──────── Excerpted text ────────

The powerBBK package considers three leading data-generating processes.
-
Case 1. Linear model: \(y_{it} = y_{it}^*.\)
-
Case 2. Binary choice model: \(y_{it} = 1 \text { if } y_{it}^* \ge 0\), and 0 otherwise.
-
Case 3. Model with censoring from below at a: \(y_{it} = \max (a,y_{it}^*),\)
where the observable outcome variable \(y_{it}\) may differ from \(y_{it}^*\) according to the case considered. With this parameterization we can generate samples for different sequences \(\{d_{it}:t=1,\ldots ,T\}\) given values of \((\beta _0,\varvec{\beta }_1)\) and \((F_\mu , F_{\epsilon |\mathbf {d}})\). Identification of \((\beta _0,\varvec{\beta }_1)\) requires some minimal restrictions on the functions \((F_\mu , F_{\epsilon |\mathbf {d}})\). Mean independence with the treatment indicator is sufficient for the linear model (Case 1). Independence between \(\epsilon _{it}\) is typically assumed for Cases 2 and 3. Note that Cases 1 and 3 allow the variance of \(\epsilon _{it}\) to differ between control and treatment conditions. The user can specify any distribution available in STATA for \(F_{\epsilon |\mathbf {d}}\) for Case 1. The package implements Case 2 as either a probit or logit model, thus setting \(F_\epsilon\) to the standard normal or logistic distribution, respectively. The package implements Case 3 by setting \(F_{\epsilon |\mathbf {d}}\) to a mean zero normal distribution with variance \(\sigma ^2_{\epsilon ,\mathbf {d}}\), the familiar tobit model. The distribution \(F_\mu\) is always assumed to be the normal distribution with a user-specified standard deviation, as most panel data models rely on this assumption in the estimation procedure.
The data-generating process described above is relatively flexible in terms of the type of outcome distributions it can capture. This is especially true for Case 1. The package currently does not support other discrete outcomes, notably multinomial choices or ordered responses. The powerBBK is free and open-source, allowing users to extend the package to suit their needs.

──────── Material shown ────────

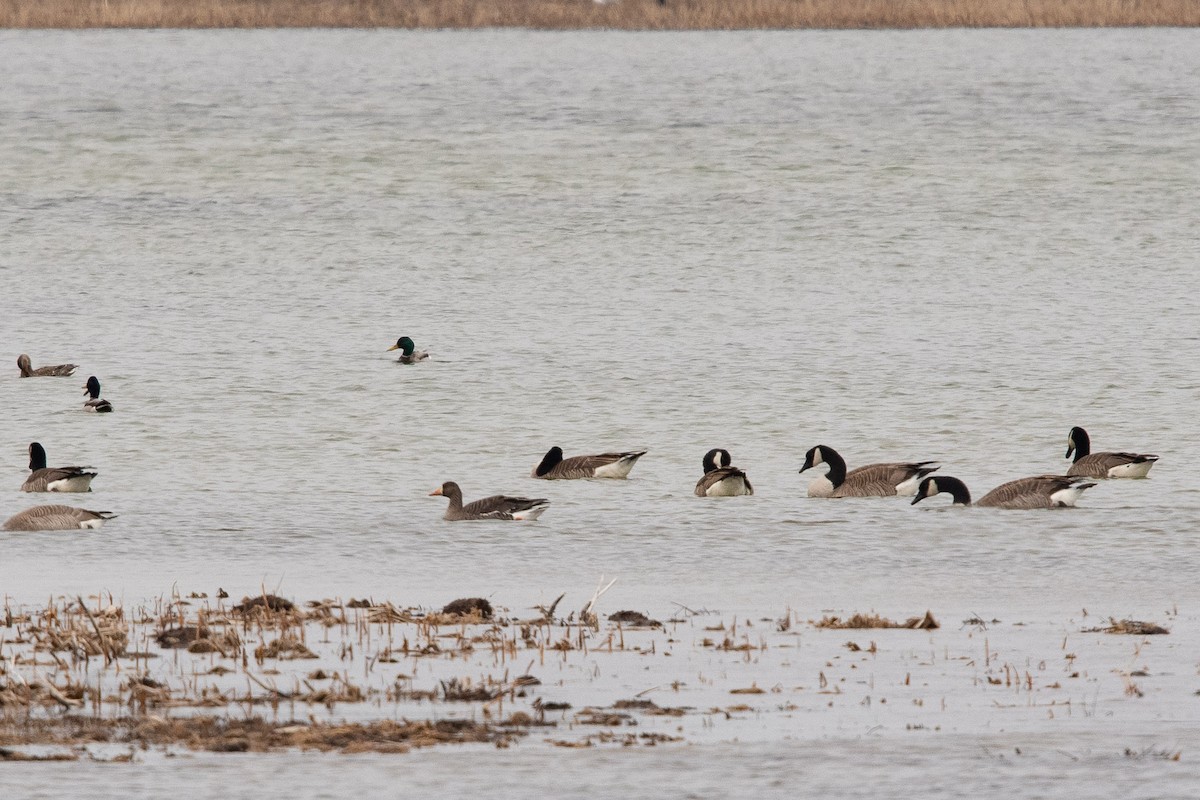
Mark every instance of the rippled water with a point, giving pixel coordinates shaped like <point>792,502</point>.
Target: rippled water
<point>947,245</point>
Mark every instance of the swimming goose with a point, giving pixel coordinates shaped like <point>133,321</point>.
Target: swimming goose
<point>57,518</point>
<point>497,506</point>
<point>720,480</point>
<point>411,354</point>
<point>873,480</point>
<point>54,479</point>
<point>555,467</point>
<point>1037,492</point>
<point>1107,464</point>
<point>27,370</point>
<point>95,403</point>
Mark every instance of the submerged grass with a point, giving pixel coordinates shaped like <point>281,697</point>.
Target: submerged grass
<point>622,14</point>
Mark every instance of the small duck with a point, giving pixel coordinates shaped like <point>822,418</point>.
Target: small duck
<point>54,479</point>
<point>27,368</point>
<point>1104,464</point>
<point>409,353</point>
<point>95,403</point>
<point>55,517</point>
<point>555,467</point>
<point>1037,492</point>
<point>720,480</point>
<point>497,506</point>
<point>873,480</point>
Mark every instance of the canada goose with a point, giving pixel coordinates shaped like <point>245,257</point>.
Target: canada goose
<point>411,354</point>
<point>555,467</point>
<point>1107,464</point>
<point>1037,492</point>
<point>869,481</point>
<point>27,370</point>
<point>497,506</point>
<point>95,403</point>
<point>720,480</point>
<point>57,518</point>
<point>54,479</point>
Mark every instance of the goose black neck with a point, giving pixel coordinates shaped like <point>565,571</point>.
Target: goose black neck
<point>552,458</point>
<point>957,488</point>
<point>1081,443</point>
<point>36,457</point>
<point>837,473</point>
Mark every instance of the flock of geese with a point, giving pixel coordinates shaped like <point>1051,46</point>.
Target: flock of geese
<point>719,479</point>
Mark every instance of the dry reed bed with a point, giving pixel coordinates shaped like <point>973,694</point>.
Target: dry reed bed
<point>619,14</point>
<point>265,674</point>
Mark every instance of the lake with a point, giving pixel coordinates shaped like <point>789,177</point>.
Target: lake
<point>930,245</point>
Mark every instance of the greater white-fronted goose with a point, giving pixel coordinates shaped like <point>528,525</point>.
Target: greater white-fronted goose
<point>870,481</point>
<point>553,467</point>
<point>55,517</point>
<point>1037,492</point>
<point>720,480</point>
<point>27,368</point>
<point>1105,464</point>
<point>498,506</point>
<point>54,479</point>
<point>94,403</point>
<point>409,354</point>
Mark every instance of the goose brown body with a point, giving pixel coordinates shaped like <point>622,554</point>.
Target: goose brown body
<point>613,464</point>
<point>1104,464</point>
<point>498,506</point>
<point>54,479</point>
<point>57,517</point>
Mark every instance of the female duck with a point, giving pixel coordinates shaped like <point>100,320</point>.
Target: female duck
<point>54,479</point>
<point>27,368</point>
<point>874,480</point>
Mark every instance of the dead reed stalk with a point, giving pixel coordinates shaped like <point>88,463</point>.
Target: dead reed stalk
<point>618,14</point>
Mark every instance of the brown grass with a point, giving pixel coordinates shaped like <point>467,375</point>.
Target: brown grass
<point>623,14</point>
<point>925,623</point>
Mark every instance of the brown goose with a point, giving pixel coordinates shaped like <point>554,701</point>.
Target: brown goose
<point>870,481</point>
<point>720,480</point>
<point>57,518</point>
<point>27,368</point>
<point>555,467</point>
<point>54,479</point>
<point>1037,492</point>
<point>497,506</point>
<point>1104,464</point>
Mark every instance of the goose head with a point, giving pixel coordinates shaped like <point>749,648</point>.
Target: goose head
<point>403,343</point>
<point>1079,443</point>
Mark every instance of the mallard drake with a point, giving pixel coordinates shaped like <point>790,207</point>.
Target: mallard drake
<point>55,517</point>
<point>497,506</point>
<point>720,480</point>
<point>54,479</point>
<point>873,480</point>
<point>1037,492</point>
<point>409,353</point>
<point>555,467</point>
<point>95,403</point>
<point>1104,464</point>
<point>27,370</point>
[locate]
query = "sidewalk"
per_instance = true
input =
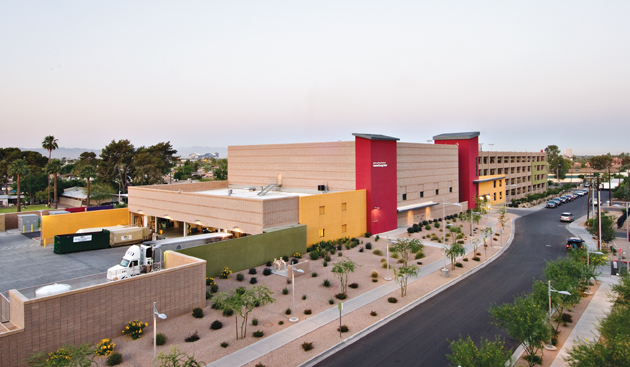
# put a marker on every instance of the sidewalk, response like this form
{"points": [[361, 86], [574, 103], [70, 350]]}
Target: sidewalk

────────

▶ [Problem details] Copy out the whole text on the powerBBK data-generating processes word for word. Use only the powerBBK text, not the rows.

▶ [Reply to the task]
The powerBBK package considers three leading data-generating processes.
-
Case 1. Linear model: \(y_{it} = y_{it}^*.\)
-
Case 2. Binary choice model: \(y_{it} = 1 \text { if } y_{it}^* \ge 0\), and 0 otherwise.
-
Case 3. Model with censoring from below at a: \(y_{it} = \max (a,y_{it}^*),\)
where the observable outcome variable \(y_{it}\) may differ from \(y_{it}^*\) according to the case considered. With this parameterization we can generate samples for different sequences \(\{d_{it}:t=1,\ldots ,T\}\) given values of \((\beta _0,\varvec{\beta }_1)\) and \((F_\mu , F_{\epsilon |\mathbf {d}})\). Identification of \((\beta _0,\varvec{\beta }_1)\) requires some minimal restrictions on the functions \((F_\mu , F_{\epsilon |\mathbf {d}})\). Mean independence with the treatment indicator is sufficient for the linear model (Case 1). Independence between \(\epsilon _{it}\) is typically assumed for Cases 2 and 3. Note that Cases 1 and 3 allow the variance of \(\epsilon _{it}\) to differ between control and treatment conditions. The user can specify any distribution available in STATA for \(F_{\epsilon |\mathbf {d}}\) for Case 1. The package implements Case 2 as either a probit or logit model, thus setting \(F_\epsilon\) to the standard normal or logistic distribution, respectively. The package implements Case 3 by setting \(F_{\epsilon |\mathbf {d}}\) to a mean zero normal distribution with variance \(\sigma ^2_{\epsilon ,\mathbf {d}}\), the familiar tobit model. The distribution \(F_\mu\) is always assumed to be the normal distribution with a user-specified standard deviation, as most panel data models rely on this assumption in the estimation procedure.
The data-generating process described above is relatively flexible in terms of the type of outcome distributions it can capture. This is especially true for Case 1. The package currently does not support other discrete outcomes, notably multinomial choices or ordered responses. The powerBBK is free and open-source, allowing users to extend the package to suit their needs.